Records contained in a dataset
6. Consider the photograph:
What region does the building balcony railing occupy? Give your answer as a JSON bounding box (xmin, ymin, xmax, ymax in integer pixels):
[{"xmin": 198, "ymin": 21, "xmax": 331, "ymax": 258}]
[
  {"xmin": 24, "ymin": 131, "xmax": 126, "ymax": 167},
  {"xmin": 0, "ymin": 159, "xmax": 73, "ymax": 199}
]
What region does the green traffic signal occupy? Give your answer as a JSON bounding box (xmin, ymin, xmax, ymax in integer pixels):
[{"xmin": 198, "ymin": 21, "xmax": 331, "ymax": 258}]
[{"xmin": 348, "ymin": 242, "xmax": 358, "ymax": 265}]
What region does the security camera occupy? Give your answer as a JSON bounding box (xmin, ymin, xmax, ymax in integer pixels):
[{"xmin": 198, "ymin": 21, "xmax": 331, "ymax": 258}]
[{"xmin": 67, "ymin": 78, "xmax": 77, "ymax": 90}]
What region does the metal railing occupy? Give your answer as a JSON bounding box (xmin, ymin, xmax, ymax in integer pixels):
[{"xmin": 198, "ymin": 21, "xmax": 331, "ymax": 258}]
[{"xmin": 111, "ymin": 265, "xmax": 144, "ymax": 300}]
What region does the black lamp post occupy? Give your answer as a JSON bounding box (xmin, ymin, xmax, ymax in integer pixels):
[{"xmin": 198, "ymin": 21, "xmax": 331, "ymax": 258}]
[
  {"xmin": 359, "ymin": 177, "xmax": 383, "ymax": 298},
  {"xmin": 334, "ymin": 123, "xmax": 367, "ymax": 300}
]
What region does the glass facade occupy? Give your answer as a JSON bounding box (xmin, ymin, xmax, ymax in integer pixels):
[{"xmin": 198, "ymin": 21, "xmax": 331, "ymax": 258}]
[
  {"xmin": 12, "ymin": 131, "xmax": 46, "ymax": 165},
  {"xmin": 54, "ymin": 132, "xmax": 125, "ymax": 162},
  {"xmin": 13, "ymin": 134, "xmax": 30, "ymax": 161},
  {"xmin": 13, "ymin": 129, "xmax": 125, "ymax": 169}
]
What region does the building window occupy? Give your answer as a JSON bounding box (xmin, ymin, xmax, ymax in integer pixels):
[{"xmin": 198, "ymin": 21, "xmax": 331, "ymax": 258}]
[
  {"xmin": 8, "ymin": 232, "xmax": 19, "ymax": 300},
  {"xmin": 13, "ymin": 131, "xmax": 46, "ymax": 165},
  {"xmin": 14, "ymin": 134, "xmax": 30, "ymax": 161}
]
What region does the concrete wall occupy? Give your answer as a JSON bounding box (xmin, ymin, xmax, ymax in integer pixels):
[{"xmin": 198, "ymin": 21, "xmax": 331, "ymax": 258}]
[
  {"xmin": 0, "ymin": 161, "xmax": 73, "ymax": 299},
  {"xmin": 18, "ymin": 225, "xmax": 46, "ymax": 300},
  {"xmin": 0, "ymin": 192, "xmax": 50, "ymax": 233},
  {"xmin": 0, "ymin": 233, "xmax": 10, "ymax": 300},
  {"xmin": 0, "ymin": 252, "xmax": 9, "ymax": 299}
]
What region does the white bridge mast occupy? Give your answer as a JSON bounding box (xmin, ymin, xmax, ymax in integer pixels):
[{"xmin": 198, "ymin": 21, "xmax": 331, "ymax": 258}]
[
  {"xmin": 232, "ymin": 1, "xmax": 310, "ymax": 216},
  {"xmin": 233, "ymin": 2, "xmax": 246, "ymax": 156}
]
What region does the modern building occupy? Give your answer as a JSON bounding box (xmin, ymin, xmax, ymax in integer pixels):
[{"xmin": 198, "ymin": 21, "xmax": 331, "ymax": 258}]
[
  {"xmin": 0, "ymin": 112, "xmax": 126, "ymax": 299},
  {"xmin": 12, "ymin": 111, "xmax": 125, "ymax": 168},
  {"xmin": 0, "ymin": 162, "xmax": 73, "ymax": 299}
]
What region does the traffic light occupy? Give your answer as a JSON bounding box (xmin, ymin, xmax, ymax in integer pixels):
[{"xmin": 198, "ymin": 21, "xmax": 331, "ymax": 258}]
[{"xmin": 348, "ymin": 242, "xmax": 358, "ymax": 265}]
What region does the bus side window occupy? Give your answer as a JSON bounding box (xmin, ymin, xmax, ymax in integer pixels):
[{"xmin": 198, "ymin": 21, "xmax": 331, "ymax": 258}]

### WORK TO BE COMPLETED:
The reply is to be an exact repeat of the records above.

### SOLUTION TO THE PROBLEM:
6. Consider the photograph:
What region does the building balcony railing occupy? Give your answer as a JSON bounding box (xmin, ymin, xmax, ymax in integer pixels):
[{"xmin": 198, "ymin": 21, "xmax": 331, "ymax": 258}]
[
  {"xmin": 24, "ymin": 131, "xmax": 126, "ymax": 167},
  {"xmin": 0, "ymin": 159, "xmax": 73, "ymax": 199}
]
What region does the green traffic signal occupy? Give your answer as a JSON bounding box (xmin, ymin, xmax, ymax in integer pixels):
[{"xmin": 198, "ymin": 21, "xmax": 331, "ymax": 258}]
[{"xmin": 348, "ymin": 242, "xmax": 358, "ymax": 265}]
What region does the security camera occupy? Give your answer as a JSON bounding box (xmin, ymin, xmax, ymax in integer pixels):
[{"xmin": 198, "ymin": 21, "xmax": 331, "ymax": 258}]
[{"xmin": 67, "ymin": 78, "xmax": 77, "ymax": 90}]
What region does the metal railing occupy? Give your answer as a JSON bounding box (xmin, ymin, xmax, ymax in integer pixels):
[{"xmin": 198, "ymin": 21, "xmax": 331, "ymax": 258}]
[{"xmin": 111, "ymin": 265, "xmax": 144, "ymax": 300}]
What region does the black lamp post occupy? Give your answer as a JSON bounding box (xmin, ymin, xmax, ymax in integer pixels):
[{"xmin": 198, "ymin": 21, "xmax": 331, "ymax": 258}]
[
  {"xmin": 359, "ymin": 177, "xmax": 383, "ymax": 298},
  {"xmin": 334, "ymin": 123, "xmax": 367, "ymax": 300}
]
What region does the glass facade occupy? Give your answer as a JSON bounding box (xmin, ymin, xmax, ymax in integer pixels):
[{"xmin": 198, "ymin": 21, "xmax": 331, "ymax": 258}]
[
  {"xmin": 12, "ymin": 131, "xmax": 46, "ymax": 165},
  {"xmin": 54, "ymin": 132, "xmax": 125, "ymax": 162},
  {"xmin": 13, "ymin": 134, "xmax": 30, "ymax": 161},
  {"xmin": 13, "ymin": 129, "xmax": 125, "ymax": 169}
]
What region does the building window occupy? Give your answer as a JSON bounding box (xmin, ymin, xmax, ymax in integer pixels):
[{"xmin": 198, "ymin": 21, "xmax": 331, "ymax": 258}]
[
  {"xmin": 8, "ymin": 232, "xmax": 19, "ymax": 300},
  {"xmin": 13, "ymin": 131, "xmax": 46, "ymax": 165},
  {"xmin": 14, "ymin": 134, "xmax": 30, "ymax": 161}
]
What region does the concrete wall occupy? Give your answer as a JSON bounding box (xmin, ymin, xmax, ymax in integer pixels):
[{"xmin": 198, "ymin": 21, "xmax": 331, "ymax": 258}]
[
  {"xmin": 0, "ymin": 161, "xmax": 73, "ymax": 299},
  {"xmin": 18, "ymin": 225, "xmax": 46, "ymax": 300},
  {"xmin": 0, "ymin": 192, "xmax": 50, "ymax": 233},
  {"xmin": 0, "ymin": 233, "xmax": 10, "ymax": 300},
  {"xmin": 0, "ymin": 252, "xmax": 9, "ymax": 299}
]
What region does the white bridge mast occupy? Give your answer as a JSON bounding box (xmin, ymin, xmax, ymax in integer pixels):
[{"xmin": 198, "ymin": 21, "xmax": 331, "ymax": 258}]
[
  {"xmin": 232, "ymin": 1, "xmax": 310, "ymax": 216},
  {"xmin": 233, "ymin": 2, "xmax": 246, "ymax": 156}
]
What region does the modern building occupy? Give your answer as a JSON bounding box (xmin, ymin, xmax, ymax in integer pixels):
[{"xmin": 198, "ymin": 21, "xmax": 331, "ymax": 258}]
[
  {"xmin": 0, "ymin": 112, "xmax": 126, "ymax": 299},
  {"xmin": 12, "ymin": 111, "xmax": 125, "ymax": 168},
  {"xmin": 0, "ymin": 162, "xmax": 73, "ymax": 299}
]
What region does the traffic light occupy? Give your answer as a JSON bounding box (xmin, ymin, xmax, ymax in integer pixels):
[{"xmin": 198, "ymin": 21, "xmax": 331, "ymax": 258}]
[{"xmin": 348, "ymin": 242, "xmax": 358, "ymax": 265}]
What region does the bus side window occupy? Give your answer as a JSON bounding box (xmin, ymin, xmax, ymax in integer pixels):
[{"xmin": 198, "ymin": 21, "xmax": 331, "ymax": 258}]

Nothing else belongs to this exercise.